*Material supplied*.
______________________________

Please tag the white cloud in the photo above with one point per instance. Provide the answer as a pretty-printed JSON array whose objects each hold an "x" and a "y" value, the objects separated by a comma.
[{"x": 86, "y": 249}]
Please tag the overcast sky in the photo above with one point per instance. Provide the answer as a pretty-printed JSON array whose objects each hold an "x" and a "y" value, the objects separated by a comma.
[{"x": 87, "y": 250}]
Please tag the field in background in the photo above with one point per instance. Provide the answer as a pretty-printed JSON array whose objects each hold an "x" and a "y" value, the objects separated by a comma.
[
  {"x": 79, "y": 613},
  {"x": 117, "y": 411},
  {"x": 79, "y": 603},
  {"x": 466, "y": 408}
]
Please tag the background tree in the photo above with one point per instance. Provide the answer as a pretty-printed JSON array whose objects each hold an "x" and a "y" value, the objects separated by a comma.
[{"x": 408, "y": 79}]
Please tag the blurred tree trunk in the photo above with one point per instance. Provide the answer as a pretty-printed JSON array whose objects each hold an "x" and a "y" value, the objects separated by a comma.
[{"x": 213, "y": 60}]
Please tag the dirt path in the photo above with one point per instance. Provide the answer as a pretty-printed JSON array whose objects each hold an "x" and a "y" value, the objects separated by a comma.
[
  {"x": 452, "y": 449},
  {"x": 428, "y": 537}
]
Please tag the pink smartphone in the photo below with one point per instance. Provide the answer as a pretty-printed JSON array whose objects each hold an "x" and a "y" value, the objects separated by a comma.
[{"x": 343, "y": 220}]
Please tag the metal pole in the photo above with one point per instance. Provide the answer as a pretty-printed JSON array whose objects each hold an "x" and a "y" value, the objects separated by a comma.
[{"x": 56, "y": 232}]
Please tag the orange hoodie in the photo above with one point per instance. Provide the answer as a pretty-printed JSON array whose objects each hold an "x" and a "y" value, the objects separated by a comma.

______________________________

*Your instructions*. Transcribe all lines as written.

*Response*.
Please tag the white cloud in the photo above with one point per instance. Provide the answer as a pretty-printed JSON array whose objects each hold an "x" and a "y" value, the objects separated by a comma.
[{"x": 86, "y": 249}]
Please tag the overcast sky in the photo above with one point per instance. Provide the answer as a pretty-printed JSON array whose objects each hold an "x" and a "y" value, the objects separated by a comma.
[{"x": 87, "y": 250}]
Please tag the field in background in the photo above with one point per instance. Provide the answer as a pretty-printed JSON array whose objects each hold an "x" and a "y" value, the objects separated by a comma.
[
  {"x": 79, "y": 613},
  {"x": 117, "y": 411},
  {"x": 79, "y": 603},
  {"x": 466, "y": 408}
]
Please tag the background tree in the photo above with one point per instance. Provide the answer as a pretty-printed JSON array whose objects each hold an "x" and a "y" value, the objects separated by a comma.
[{"x": 408, "y": 79}]
Please tag the blurred tree trunk in the photo above with one point per instance. Provide the answer as a pretty-printed JSON array whose objects each hold an "x" and a "y" value, the objects separated by a comma.
[{"x": 213, "y": 60}]
Please tag the dirt path in the photo above with one point per instance. Provide the answer as a pretty-printed JSON array whose objects each hold an "x" and a "y" value, the objects separated by a comma.
[
  {"x": 452, "y": 449},
  {"x": 428, "y": 537}
]
Please tag the pink smartphone in the photo below with one point per instance. Provide the answer as a pretty-printed JSON array whose objects each hold an "x" and a "y" value, the objects separated by a comma.
[{"x": 343, "y": 220}]
Please tag the metal pole in the photo above with one point per instance. Provide the answer as a pretty-printed JSON array whose objects each hold an "x" and a "y" value, the objects separated by a comma.
[{"x": 56, "y": 232}]
Please tag the orange hoodie in the photo above with one point per instance. Provide the answer as a pretty-printed JSON array whose objects each hold an "x" and a "y" value, the objects separated by a comma.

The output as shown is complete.